### THE PROBLEM
Using the records below, copy out exactly the line that contains "the snow covered" and every line that follows it, up to and including the last, and no others.

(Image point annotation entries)
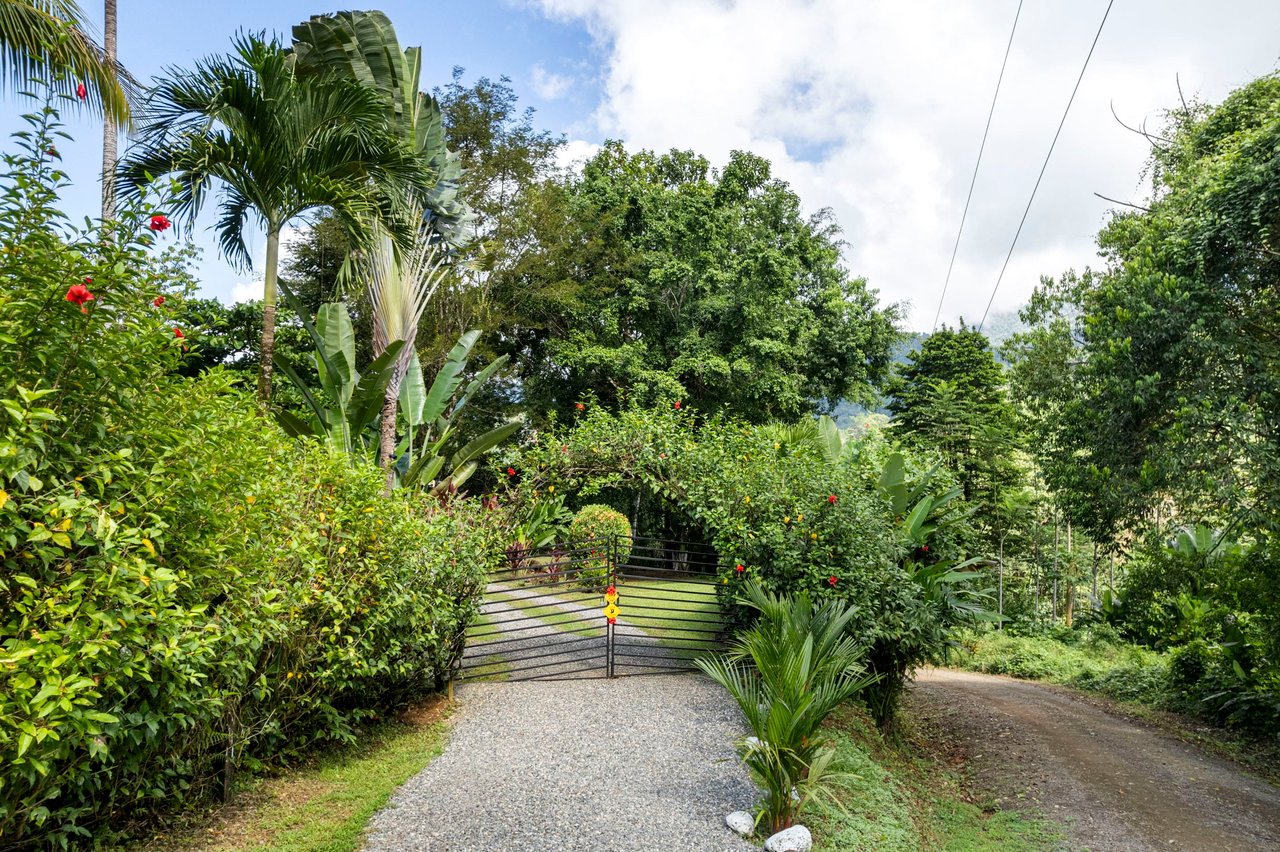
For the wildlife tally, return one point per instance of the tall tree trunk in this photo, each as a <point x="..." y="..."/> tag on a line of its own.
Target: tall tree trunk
<point x="1095" y="601"/>
<point x="110" y="133"/>
<point x="387" y="435"/>
<point x="269" y="294"/>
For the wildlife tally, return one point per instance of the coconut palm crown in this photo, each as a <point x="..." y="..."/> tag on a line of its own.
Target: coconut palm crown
<point x="277" y="145"/>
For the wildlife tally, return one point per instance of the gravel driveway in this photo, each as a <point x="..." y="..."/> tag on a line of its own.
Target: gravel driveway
<point x="638" y="764"/>
<point x="1116" y="786"/>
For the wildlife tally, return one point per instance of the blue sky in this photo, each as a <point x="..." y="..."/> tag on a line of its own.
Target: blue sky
<point x="487" y="37"/>
<point x="871" y="109"/>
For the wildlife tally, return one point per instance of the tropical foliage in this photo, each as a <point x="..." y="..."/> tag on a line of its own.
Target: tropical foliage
<point x="184" y="591"/>
<point x="787" y="672"/>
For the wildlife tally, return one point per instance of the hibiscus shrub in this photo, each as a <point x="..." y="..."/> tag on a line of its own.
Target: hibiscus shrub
<point x="604" y="526"/>
<point x="183" y="589"/>
<point x="777" y="507"/>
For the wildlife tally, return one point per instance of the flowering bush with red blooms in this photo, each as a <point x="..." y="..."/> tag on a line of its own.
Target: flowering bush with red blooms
<point x="179" y="580"/>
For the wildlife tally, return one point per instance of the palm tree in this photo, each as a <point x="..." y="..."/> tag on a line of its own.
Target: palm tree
<point x="46" y="39"/>
<point x="110" y="129"/>
<point x="278" y="145"/>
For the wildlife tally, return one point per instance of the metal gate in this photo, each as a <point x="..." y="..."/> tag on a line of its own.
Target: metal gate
<point x="597" y="609"/>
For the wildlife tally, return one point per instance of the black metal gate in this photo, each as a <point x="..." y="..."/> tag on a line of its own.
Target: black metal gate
<point x="597" y="609"/>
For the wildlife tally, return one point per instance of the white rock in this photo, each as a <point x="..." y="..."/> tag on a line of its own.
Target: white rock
<point x="792" y="839"/>
<point x="741" y="821"/>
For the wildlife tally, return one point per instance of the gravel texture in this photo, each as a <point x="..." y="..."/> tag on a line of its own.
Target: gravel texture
<point x="639" y="764"/>
<point x="536" y="650"/>
<point x="1115" y="784"/>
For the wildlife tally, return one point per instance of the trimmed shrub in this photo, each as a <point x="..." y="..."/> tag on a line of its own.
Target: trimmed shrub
<point x="607" y="526"/>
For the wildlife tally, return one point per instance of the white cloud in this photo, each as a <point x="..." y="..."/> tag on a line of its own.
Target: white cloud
<point x="876" y="110"/>
<point x="548" y="85"/>
<point x="251" y="291"/>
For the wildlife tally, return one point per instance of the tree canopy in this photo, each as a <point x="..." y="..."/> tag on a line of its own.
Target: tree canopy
<point x="654" y="276"/>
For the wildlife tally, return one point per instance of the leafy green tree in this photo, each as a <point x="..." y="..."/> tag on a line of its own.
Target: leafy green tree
<point x="1175" y="406"/>
<point x="659" y="279"/>
<point x="950" y="395"/>
<point x="279" y="145"/>
<point x="48" y="40"/>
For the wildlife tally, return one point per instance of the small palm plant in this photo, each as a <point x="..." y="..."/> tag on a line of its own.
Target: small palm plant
<point x="787" y="673"/>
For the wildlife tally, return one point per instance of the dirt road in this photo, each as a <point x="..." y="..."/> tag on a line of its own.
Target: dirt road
<point x="1112" y="783"/>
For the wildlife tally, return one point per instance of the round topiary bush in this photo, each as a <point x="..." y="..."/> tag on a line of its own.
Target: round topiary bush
<point x="599" y="523"/>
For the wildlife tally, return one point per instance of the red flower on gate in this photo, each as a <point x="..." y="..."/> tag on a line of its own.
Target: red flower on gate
<point x="78" y="294"/>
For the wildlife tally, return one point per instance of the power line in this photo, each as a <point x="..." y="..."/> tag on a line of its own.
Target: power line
<point x="976" y="165"/>
<point x="1059" y="132"/>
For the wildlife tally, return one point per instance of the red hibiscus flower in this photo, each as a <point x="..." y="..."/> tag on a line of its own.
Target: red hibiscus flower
<point x="78" y="294"/>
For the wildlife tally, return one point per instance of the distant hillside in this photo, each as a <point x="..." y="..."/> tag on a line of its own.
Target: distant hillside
<point x="999" y="328"/>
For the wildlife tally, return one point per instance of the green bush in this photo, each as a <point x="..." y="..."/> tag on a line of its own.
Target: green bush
<point x="183" y="589"/>
<point x="787" y="673"/>
<point x="599" y="527"/>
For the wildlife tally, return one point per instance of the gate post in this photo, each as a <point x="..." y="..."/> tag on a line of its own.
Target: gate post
<point x="611" y="581"/>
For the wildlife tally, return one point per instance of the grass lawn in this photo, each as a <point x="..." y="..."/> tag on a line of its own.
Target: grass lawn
<point x="321" y="807"/>
<point x="900" y="797"/>
<point x="675" y="612"/>
<point x="548" y="614"/>
<point x="671" y="609"/>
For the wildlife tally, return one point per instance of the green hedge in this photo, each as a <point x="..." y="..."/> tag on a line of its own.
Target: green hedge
<point x="183" y="589"/>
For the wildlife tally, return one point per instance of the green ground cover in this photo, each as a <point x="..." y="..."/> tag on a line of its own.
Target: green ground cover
<point x="899" y="797"/>
<point x="324" y="806"/>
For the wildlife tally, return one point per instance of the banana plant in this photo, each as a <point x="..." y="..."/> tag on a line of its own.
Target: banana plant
<point x="347" y="408"/>
<point x="437" y="408"/>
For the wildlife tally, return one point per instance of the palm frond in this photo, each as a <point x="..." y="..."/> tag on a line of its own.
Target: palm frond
<point x="48" y="40"/>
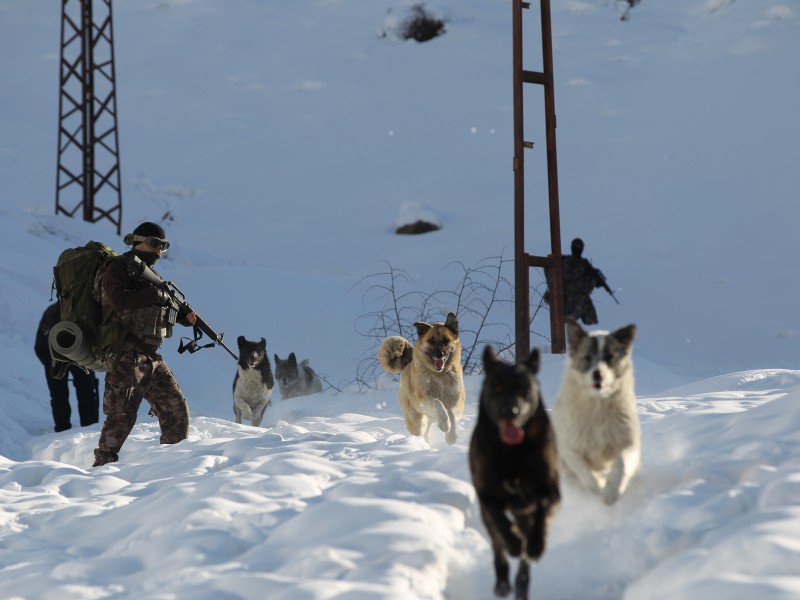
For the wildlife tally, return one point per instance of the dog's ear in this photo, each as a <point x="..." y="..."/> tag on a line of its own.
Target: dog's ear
<point x="490" y="359"/>
<point x="533" y="361"/>
<point x="625" y="335"/>
<point x="452" y="323"/>
<point x="575" y="333"/>
<point x="422" y="328"/>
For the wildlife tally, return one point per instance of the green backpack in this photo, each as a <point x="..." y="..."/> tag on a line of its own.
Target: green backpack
<point x="73" y="279"/>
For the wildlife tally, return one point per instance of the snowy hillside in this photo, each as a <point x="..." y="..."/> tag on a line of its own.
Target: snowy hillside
<point x="286" y="140"/>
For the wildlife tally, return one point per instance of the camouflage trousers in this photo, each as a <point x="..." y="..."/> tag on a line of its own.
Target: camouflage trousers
<point x="136" y="377"/>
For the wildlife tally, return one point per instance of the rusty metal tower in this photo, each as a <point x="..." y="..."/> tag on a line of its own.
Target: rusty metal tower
<point x="523" y="261"/>
<point x="88" y="175"/>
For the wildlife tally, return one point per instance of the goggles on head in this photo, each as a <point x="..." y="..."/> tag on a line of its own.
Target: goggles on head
<point x="151" y="241"/>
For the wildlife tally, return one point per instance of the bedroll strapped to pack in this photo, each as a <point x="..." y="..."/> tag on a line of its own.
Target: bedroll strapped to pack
<point x="81" y="337"/>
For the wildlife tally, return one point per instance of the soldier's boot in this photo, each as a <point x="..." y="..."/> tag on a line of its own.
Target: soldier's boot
<point x="102" y="457"/>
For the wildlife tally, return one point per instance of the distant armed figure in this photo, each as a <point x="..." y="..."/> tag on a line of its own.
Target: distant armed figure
<point x="580" y="279"/>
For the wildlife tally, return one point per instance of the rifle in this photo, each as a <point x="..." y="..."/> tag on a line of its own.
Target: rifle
<point x="178" y="302"/>
<point x="604" y="284"/>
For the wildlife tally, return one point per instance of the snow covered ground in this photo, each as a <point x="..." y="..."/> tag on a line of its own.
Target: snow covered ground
<point x="287" y="139"/>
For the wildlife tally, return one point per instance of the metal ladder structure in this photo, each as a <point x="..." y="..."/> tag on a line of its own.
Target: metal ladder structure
<point x="88" y="174"/>
<point x="523" y="262"/>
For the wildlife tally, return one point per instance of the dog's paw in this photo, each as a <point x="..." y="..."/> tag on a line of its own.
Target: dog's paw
<point x="502" y="588"/>
<point x="451" y="436"/>
<point x="515" y="542"/>
<point x="535" y="548"/>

### THE RESPONSE
For the wildlife tally, return one point per instance of the snow covered ground in this photo, each as a <point x="..." y="..."/> tag on a line of its own.
Target: snow covered ground
<point x="287" y="139"/>
For the wildlife tally, return one point per instance of the metal ladder structure in this photo, each as a <point x="..." y="..."/> tag on a line of its own.
Target: metal ladder structure
<point x="88" y="174"/>
<point x="523" y="262"/>
For the wildlife tally, return one point per instance of the dog's paw in this photo, each as a <point x="..." y="..."/> tag on a line of its own.
Target: dog's paw
<point x="502" y="588"/>
<point x="451" y="436"/>
<point x="515" y="542"/>
<point x="535" y="548"/>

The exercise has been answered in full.